Point-per-instance localization data:
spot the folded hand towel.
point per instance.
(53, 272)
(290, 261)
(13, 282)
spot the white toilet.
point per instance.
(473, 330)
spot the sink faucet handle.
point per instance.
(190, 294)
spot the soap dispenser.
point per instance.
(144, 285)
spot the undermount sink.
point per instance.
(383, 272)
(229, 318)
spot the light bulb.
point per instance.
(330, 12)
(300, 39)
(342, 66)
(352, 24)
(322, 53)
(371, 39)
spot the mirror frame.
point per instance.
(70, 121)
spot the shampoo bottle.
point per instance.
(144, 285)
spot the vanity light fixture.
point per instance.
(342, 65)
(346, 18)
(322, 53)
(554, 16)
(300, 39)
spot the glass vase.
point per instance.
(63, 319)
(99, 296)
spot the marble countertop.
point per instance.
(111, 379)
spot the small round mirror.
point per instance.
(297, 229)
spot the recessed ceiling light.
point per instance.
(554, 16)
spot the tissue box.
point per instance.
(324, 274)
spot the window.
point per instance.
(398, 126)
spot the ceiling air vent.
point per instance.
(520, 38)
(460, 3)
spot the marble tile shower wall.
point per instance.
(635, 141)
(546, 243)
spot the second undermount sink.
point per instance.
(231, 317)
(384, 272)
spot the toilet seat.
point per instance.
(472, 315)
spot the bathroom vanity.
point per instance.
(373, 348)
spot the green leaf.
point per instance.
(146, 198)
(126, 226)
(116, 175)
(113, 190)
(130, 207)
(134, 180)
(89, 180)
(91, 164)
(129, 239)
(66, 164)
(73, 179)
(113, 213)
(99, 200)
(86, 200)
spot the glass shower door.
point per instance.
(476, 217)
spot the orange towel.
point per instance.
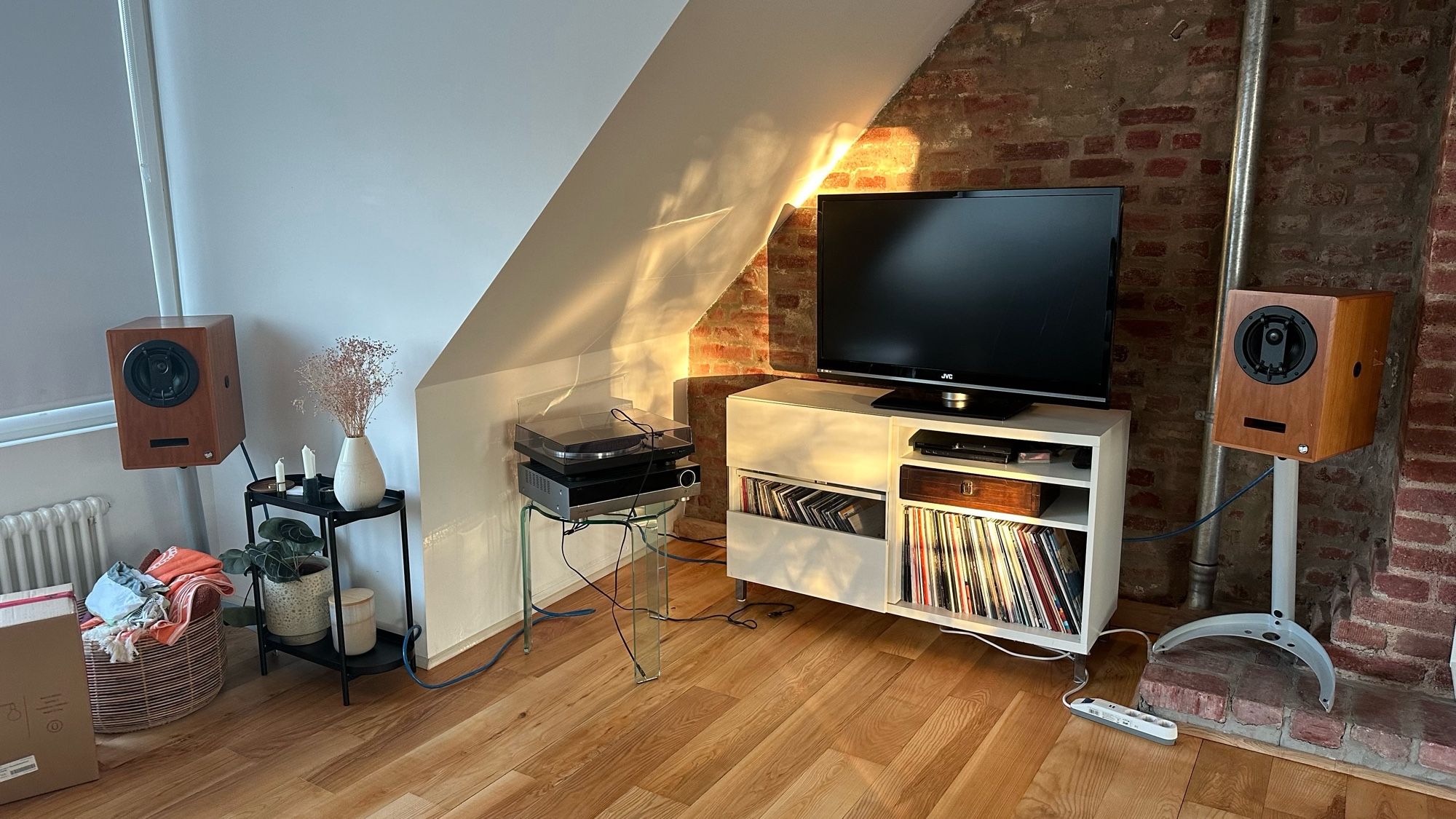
(187, 573)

TASK TO COMPLETE = The sole thing to report is how many lines in the data hold the string "light".

SOLVED EXERCISE = 3